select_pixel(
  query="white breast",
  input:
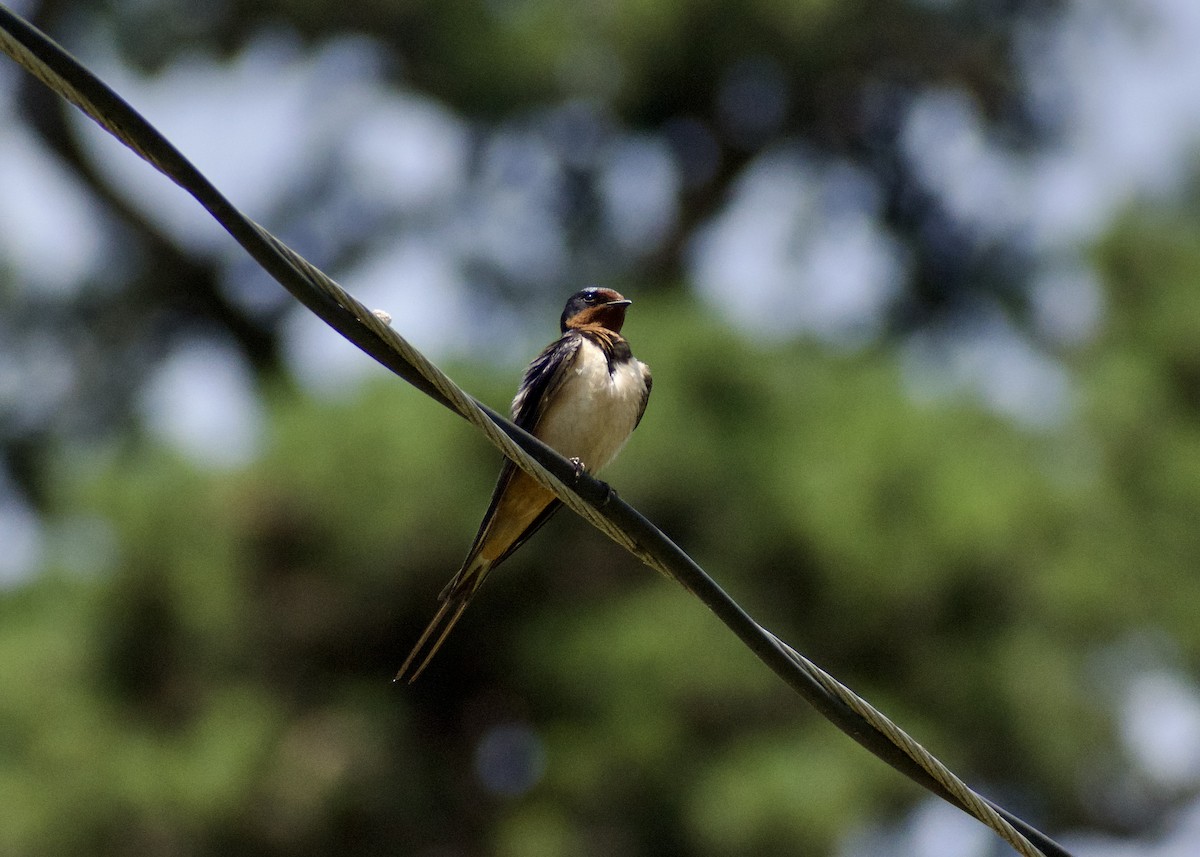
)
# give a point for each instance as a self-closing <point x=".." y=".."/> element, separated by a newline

────────────────────

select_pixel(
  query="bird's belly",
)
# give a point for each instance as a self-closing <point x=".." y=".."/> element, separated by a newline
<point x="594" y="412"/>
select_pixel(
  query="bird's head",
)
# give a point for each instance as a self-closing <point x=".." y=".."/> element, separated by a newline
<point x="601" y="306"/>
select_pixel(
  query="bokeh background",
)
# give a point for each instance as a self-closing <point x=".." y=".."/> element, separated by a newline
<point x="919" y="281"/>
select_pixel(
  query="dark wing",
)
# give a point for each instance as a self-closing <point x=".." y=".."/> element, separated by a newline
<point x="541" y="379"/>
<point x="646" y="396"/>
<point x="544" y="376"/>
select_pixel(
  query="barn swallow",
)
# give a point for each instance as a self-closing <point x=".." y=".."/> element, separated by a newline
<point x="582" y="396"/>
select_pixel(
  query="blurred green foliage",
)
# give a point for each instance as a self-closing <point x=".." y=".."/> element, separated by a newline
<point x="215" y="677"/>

────────────────────

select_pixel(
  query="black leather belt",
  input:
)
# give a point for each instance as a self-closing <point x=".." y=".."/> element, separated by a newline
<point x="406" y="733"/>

────────────────────

*OPDRACHT*: Vermeld elke regel uit de records hierboven waarin de tekenreeks "query" voorkomt. Let daarbij op hoofdletters en kleine letters.

*JUISTE UITVOER*:
  query="white breast",
  query="bird's belly",
  query="bird's head",
  query="bokeh background",
  query="dark wing",
  query="barn swallow",
  query="blurred green foliage",
  query="black leather belt",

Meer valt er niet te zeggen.